DIRECTIONS: Word for word, copy every line of the data.

━━━ DATA SUPPLIED ━━━

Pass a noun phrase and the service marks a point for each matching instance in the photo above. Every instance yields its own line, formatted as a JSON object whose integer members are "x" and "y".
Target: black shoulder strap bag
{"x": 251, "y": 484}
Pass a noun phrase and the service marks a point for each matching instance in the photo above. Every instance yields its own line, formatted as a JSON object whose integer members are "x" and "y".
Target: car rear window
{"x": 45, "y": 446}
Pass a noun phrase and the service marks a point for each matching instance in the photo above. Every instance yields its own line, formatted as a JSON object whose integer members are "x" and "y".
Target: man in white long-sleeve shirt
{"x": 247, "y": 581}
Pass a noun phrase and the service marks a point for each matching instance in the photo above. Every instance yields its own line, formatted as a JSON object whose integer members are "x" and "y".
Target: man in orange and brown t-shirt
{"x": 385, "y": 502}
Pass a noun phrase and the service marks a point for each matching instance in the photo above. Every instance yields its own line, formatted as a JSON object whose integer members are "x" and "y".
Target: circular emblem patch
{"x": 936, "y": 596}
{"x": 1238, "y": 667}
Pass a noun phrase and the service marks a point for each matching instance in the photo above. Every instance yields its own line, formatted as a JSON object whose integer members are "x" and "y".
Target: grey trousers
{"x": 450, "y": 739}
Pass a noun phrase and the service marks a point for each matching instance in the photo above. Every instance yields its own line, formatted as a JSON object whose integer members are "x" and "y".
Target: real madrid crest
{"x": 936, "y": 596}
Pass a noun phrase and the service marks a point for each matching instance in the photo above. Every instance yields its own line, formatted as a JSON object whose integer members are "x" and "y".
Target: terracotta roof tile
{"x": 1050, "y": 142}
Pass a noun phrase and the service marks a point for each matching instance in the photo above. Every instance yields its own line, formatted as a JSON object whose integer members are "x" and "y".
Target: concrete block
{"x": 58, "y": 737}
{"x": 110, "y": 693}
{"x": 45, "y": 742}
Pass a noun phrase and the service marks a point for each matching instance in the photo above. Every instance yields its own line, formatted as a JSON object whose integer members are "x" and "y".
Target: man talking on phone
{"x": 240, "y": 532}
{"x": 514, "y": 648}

━━━

FINISHED TASK:
Pass a noun phrase and the service marks a point for each matching instance in the photo above. Every instance yields its own line, formatted as a JSON object whose integer members are "x" and "y".
Target: black shoulder strap bag
{"x": 251, "y": 484}
Pass a noun phrase and the service marks a point for each matching instance in the photo above. Every instance yields its own line, formatted as a JSON object whose integer members are "x" and "y".
Target: car rear window
{"x": 45, "y": 446}
Pass a noun phrase and the service marks a point for each matching instance in the photo above. Every instance yields its own line, formatted as a JSON object whose integer members are "x" and "y".
Target: man in white long-sleeve shirt
{"x": 247, "y": 581}
Pass a noun phrase and the service marks a point for each matching instance in the photo above. Every instance yields its own line, formatted as a JSON object whose integer members are "x" and "y".
Target: man in orange and brown t-shirt
{"x": 385, "y": 502}
Pass a noun phrase and the service marks a point for each matching instance in the photo above. Every instance yields its own line, formatted as a JSON object whose integer members are "x" and "y".
Target: circular emblem patch
{"x": 936, "y": 596}
{"x": 1238, "y": 667}
Pass a noun phrase and the service marks a point for each matching instance in the photo above. Every instance yields its own line, formatted as a JSON object whose integer members are "x" and "y".
Target: grey trousers
{"x": 450, "y": 739}
Pass a noun phrase and the service marks a point for each matching instance in the photo above. Every instance yields its own line, formatted as a JSON object whose integer members are "x" and "y".
Target: real madrid crest
{"x": 936, "y": 596}
Pass a noun phrase and the service marks a point for each matching instance in the photo above. Every instance yields its own line, formatted as a JSON object whose integer members are "x" and "y".
Target: terracotta roof tile
{"x": 1050, "y": 142}
Pass a noun phrase and the service marks a point for each matching instance in the photo above. Every instance yields its own line, formatted as a JSON object whose integer members are "x" and "y".
Target: concrete block
{"x": 58, "y": 737}
{"x": 110, "y": 693}
{"x": 45, "y": 742}
Pass a noun phrase and the service marks a point for each matching instance in the photo above. Every instance yields its own line, formatted as a JSON object whose integer members are "x" and "y".
Target: man talking on phone
{"x": 240, "y": 532}
{"x": 514, "y": 648}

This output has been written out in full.